## PROBLEM TO WORK ON
Convert the entries below into a two-column CSV with the header input,output, one row per entry: the entry's text goes under input and its answer under output. Wrap each field in quotation marks and replace every line break inside a field with a space.

— begin MATERIAL PROVIDED —

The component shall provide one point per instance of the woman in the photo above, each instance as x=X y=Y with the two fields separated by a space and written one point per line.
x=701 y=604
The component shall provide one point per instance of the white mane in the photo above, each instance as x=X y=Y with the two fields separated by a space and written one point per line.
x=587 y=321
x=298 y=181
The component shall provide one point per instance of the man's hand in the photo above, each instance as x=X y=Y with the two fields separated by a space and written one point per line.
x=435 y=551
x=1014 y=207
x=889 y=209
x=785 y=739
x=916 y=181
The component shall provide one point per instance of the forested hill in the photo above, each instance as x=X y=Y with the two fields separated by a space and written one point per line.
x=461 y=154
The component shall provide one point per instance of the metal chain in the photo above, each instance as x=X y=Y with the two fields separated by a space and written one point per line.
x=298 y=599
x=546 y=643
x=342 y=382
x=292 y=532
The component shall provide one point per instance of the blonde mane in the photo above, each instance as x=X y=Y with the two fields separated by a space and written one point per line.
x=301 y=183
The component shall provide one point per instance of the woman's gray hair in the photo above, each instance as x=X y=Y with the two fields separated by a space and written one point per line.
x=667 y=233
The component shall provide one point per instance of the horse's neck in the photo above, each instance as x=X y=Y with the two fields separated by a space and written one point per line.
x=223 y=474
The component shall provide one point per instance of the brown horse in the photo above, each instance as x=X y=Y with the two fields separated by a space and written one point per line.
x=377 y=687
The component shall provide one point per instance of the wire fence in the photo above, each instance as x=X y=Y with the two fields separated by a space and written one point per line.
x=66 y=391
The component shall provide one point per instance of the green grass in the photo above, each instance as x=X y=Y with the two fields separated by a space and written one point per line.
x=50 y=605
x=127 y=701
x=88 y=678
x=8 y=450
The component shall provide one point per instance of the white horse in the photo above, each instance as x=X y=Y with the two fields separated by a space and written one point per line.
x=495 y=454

— end MATERIAL PROVIDED —

## EXPECTED ANSWER
input,output
"The component shall provide one point per instance of the woman in the photo above, each instance as x=X y=Y with the two fields separated by a space and written one point per line.","x=701 y=604"
"The component shall provide one point per instance of the white mane in the photo above, each instance as x=X y=Y with the two fields separated by a space and written one point per line.","x=587 y=321 x=298 y=181"
"The component shall provide one point per instance of the man's hand in the photo above, each instance as x=X y=Y with the two fields separated by a space and written one point per line.","x=435 y=551 x=1014 y=207 x=889 y=209 x=785 y=739 x=916 y=181"
"The component shall provide one point per instance of the forested hill in the photo above, each instance as x=X y=Y with the two fields separated by a space and written one point per line.","x=461 y=154"
"The component shall provide one point per instance of the metal chain in the photo above, each instance as x=X y=Y with the two fields separated by a space and written one point per line.","x=298 y=599 x=546 y=643 x=342 y=382 x=292 y=532"
"The component shall provide one point per instance of the blonde mane in the photo above, each instance as x=X y=Y with the two fields separated by a space and written one point per line.","x=301 y=183"
"The component shall provide one point per instance of the woman's gray hair in the photo above, each instance as x=X y=Y with the two fields separated by a space and written one point per line.","x=667 y=233"
"The component shall provide one point per instance of the horse's neck in the photo above, each instance as x=X y=Y with the two fields separated by a space and written one point per line.","x=223 y=474"
"The component shall provide one point per instance of the brown horse in the photo above, each instance as x=X y=Y with the two fields separated by a space and written one point per line.","x=377 y=687"
"The component shall provide one point per instance of the wire fence in the photo above, each instance as x=X y=Y with the two fields separated by a space and written one point per line.","x=66 y=391"
"The component shall provide one point per instance of the green grass in the photo above, each instance as x=X y=Y with the two fields separated by a space and written one point per line.","x=50 y=605 x=127 y=701 x=88 y=678 x=8 y=450"
"The component shall provide one point per instance of the white horse in the photo above, each instance as x=X y=Y with the two fields separated by a space and written one point per line.","x=495 y=454"